- [About this exercise]: Set down the following lines verbatim, reproducing each one without alteration.

BEGIN Data for this exercise

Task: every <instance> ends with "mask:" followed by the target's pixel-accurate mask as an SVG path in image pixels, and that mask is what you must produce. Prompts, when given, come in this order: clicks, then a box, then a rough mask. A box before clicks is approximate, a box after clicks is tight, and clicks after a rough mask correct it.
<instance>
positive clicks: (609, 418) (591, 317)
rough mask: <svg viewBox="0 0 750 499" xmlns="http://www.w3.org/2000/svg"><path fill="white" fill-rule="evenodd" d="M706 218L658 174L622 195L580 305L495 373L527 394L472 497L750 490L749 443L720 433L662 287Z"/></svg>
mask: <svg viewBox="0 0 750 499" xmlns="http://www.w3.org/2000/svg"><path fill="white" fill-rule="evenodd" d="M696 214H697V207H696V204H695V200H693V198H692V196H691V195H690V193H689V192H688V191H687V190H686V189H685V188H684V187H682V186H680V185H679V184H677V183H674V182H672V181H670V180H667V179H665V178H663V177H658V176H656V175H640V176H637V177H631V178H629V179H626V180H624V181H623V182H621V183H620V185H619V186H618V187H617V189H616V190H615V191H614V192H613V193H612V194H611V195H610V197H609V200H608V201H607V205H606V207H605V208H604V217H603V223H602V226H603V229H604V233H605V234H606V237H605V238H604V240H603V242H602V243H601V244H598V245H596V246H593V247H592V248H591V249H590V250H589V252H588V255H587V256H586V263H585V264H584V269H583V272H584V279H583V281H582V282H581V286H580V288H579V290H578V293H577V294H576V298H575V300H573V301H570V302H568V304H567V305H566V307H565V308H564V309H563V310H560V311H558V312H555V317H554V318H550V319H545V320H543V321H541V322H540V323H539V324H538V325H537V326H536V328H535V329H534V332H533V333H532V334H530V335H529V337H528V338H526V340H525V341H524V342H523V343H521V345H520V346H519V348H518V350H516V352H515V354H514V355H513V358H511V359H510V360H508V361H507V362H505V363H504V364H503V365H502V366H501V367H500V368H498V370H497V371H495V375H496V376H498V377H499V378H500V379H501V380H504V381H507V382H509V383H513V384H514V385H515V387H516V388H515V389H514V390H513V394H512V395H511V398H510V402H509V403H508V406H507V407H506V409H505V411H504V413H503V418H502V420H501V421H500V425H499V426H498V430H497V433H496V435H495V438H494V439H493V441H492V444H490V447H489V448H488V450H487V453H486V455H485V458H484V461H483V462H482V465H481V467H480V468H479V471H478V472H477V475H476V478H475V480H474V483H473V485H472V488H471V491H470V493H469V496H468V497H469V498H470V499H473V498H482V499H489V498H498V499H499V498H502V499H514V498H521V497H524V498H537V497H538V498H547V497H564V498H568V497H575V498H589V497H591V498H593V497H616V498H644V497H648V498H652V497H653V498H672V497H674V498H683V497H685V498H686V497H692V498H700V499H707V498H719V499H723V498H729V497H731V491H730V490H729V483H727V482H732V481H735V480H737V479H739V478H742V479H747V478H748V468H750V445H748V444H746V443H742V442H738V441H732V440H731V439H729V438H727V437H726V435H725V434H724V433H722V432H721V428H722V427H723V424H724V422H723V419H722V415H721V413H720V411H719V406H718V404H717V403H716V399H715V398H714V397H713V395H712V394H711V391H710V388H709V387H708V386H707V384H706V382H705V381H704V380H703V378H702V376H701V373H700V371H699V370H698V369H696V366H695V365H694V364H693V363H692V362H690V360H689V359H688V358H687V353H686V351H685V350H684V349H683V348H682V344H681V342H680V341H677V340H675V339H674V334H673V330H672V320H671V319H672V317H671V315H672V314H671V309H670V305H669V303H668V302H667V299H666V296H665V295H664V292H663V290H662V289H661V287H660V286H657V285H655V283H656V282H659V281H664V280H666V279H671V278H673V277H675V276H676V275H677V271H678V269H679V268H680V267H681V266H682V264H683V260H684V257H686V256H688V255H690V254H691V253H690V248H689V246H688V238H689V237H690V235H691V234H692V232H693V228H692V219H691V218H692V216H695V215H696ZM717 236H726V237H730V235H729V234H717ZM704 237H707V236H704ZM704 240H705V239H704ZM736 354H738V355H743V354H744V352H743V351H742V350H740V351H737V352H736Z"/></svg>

END Data for this exercise

- [Finished task]:
Task: every <instance> ends with "mask:" followed by the target's pixel-accurate mask as an SVG path in image pixels, and that mask is what you must produce. Prompts, when given, come in this order: clicks, then a box, then a rough mask. A box before clicks is approximate, a box after clicks is tight, and clicks after a rough mask correct it.
<instance>
positive clicks: (609, 418) (591, 317)
rough mask: <svg viewBox="0 0 750 499" xmlns="http://www.w3.org/2000/svg"><path fill="white" fill-rule="evenodd" d="M706 218L658 174L622 195L580 305L495 373L527 394L472 497L750 490L749 443L720 433L662 287Z"/></svg>
mask: <svg viewBox="0 0 750 499" xmlns="http://www.w3.org/2000/svg"><path fill="white" fill-rule="evenodd" d="M696 214H697V207H696V204H695V200H693V198H692V196H691V195H690V193H689V192H688V191H687V190H686V189H685V188H684V187H682V186H680V185H679V184H677V183H674V182H672V181H670V180H667V179H665V178H663V177H658V176H656V175H640V176H637V177H631V178H629V179H626V180H624V181H623V182H621V183H620V185H619V186H618V187H617V189H616V190H615V191H614V192H613V193H612V194H611V195H610V197H609V200H608V201H607V205H606V207H605V208H604V217H603V223H602V226H603V229H604V233H605V234H606V237H605V238H604V240H603V242H602V243H601V244H598V245H596V246H593V247H592V248H591V249H590V250H589V252H588V255H587V256H586V263H585V264H584V269H583V272H584V279H583V281H582V282H581V286H580V288H579V290H578V293H577V294H576V298H575V300H573V301H570V302H568V304H567V305H566V307H565V308H564V309H563V310H560V311H558V312H555V317H554V318H550V319H545V320H543V321H541V322H540V323H539V324H538V325H537V326H536V328H535V329H534V332H533V333H532V334H530V335H529V337H528V338H526V340H525V341H524V342H523V343H521V345H520V346H519V348H518V350H516V352H515V354H514V355H513V358H511V359H510V360H508V361H507V362H505V363H504V364H503V365H502V366H501V367H500V368H498V370H497V371H495V375H496V376H498V377H499V378H500V379H501V380H504V381H507V382H509V383H513V384H514V385H515V387H516V388H515V389H514V390H513V394H512V395H511V398H510V402H509V403H508V406H507V407H506V409H505V411H504V413H503V418H502V420H501V421H500V425H499V426H498V430H497V433H496V435H495V438H494V439H493V441H492V444H490V447H489V448H488V450H487V453H486V455H485V458H484V461H483V462H482V465H481V467H480V468H479V471H478V472H477V475H476V478H475V480H474V483H473V485H472V488H471V491H470V493H469V496H468V497H469V498H470V499H473V498H482V499H489V498H498V499H499V498H502V499H514V498H521V497H524V498H537V497H538V498H547V497H564V498H568V497H575V498H589V497H591V498H593V497H616V498H644V497H648V498H652V497H653V498H672V497H674V498H683V497H685V498H686V497H692V498H700V499H707V498H719V499H723V498H729V497H731V491H730V490H729V483H727V482H732V481H735V480H737V479H739V478H742V479H747V478H748V468H750V445H748V444H746V443H742V442H738V441H732V440H731V439H729V438H727V437H726V435H725V434H724V433H722V432H721V428H722V427H723V424H724V422H723V419H722V415H721V413H720V411H719V406H718V404H717V403H716V399H715V398H714V397H713V395H712V394H711V391H710V388H709V387H708V386H707V384H706V382H705V381H704V380H703V378H702V376H701V373H700V371H699V370H698V369H696V366H695V365H694V364H693V363H692V362H690V360H689V359H688V358H687V353H686V351H685V350H684V349H683V348H682V344H681V342H680V341H677V340H675V339H674V334H673V330H672V320H671V319H672V317H671V315H672V314H671V309H670V305H669V303H668V302H667V299H666V296H665V295H664V292H663V290H662V289H661V287H660V286H657V285H655V283H656V282H659V281H664V280H666V279H671V278H673V277H675V276H676V275H677V271H678V269H679V268H680V267H681V266H682V264H683V260H684V257H686V256H688V255H690V254H691V253H690V248H689V246H688V238H689V237H690V235H691V234H692V232H693V228H692V219H691V218H692V216H695V215H696ZM717 236H726V237H730V235H729V234H717ZM704 237H707V236H704ZM704 240H705V239H704ZM736 354H738V355H743V354H744V352H743V351H742V350H740V351H737V352H736Z"/></svg>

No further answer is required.